Please retype only the lines below that run from the one containing "x=1024, y=484" through the last line, both included, without altering a word.
(Data shown Opens)
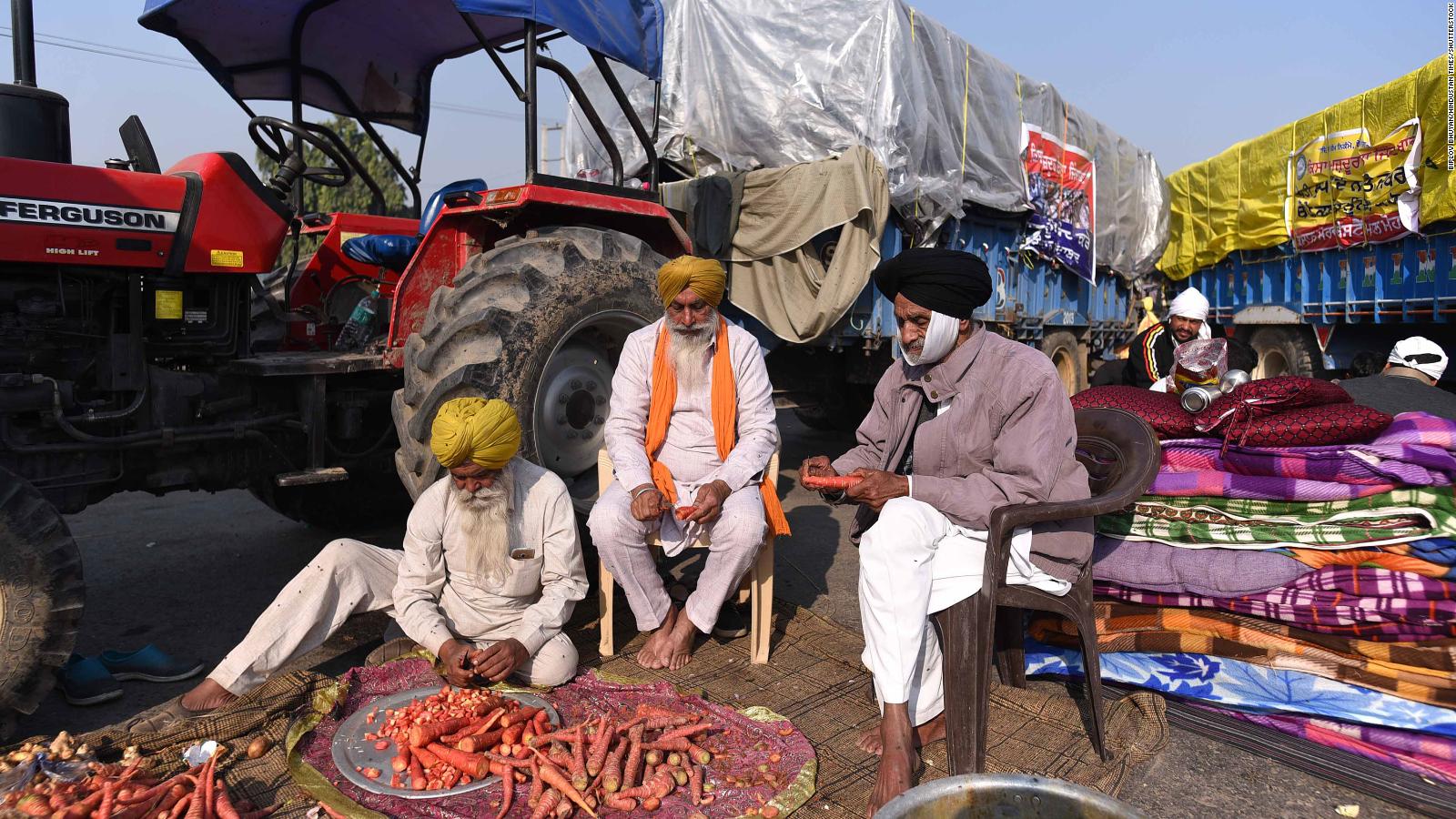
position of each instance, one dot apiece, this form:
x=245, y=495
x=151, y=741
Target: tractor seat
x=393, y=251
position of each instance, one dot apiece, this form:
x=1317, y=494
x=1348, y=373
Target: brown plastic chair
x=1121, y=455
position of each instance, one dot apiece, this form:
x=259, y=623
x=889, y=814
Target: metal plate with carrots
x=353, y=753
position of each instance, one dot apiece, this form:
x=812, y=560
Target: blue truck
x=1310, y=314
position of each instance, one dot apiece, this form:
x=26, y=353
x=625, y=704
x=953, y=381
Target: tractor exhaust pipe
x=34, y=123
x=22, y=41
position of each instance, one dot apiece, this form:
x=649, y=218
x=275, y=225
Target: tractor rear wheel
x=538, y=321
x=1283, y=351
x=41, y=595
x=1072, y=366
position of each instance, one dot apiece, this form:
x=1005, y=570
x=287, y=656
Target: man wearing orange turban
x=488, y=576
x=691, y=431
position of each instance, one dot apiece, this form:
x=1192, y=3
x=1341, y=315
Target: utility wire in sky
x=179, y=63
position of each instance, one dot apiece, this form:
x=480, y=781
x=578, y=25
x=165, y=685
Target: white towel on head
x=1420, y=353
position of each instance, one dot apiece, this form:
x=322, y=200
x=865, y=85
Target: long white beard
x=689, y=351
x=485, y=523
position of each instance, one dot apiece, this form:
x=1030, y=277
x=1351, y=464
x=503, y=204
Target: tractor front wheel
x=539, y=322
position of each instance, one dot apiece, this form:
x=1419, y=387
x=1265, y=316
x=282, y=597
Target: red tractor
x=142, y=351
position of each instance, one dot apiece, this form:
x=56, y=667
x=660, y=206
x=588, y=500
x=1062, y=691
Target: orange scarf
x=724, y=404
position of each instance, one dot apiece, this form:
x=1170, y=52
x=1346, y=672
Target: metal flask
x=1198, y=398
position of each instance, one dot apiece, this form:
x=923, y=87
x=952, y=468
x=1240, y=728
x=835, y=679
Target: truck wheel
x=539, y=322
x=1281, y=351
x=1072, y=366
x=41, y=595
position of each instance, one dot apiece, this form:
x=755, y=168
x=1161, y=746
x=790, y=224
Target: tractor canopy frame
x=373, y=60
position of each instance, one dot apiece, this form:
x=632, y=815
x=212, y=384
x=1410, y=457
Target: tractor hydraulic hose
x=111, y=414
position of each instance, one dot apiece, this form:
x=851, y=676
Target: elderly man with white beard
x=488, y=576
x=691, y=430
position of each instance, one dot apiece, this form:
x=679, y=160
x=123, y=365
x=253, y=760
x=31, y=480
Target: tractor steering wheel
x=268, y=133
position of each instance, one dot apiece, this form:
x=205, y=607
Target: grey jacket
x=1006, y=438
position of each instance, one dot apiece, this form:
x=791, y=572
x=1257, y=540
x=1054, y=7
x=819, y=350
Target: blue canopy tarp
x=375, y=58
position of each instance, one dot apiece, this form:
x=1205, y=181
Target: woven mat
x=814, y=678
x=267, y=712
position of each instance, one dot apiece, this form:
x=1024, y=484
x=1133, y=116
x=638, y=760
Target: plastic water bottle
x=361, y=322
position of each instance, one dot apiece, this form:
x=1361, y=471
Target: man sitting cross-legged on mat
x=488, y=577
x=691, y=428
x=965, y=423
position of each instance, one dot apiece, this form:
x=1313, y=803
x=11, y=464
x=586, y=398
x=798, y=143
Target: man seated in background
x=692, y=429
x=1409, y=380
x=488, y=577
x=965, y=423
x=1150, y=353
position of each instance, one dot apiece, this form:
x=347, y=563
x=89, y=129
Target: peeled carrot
(Data shown Closes)
| Written solution |
x=1024, y=484
x=1133, y=116
x=638, y=760
Target: plastic water bottle
x=361, y=322
position of each instance, one dot apiece, this form:
x=1361, y=471
Target: man sitting cross-legged on mat
x=488, y=577
x=691, y=428
x=965, y=423
position of each instance, one dot apiece, this form:
x=1313, y=803
x=11, y=464
x=586, y=398
x=798, y=143
Target: man seated in background
x=692, y=429
x=1409, y=380
x=488, y=577
x=965, y=423
x=1150, y=353
position of each instance, one dot apiece, this form:
x=347, y=563
x=89, y=129
Target: peeled carrot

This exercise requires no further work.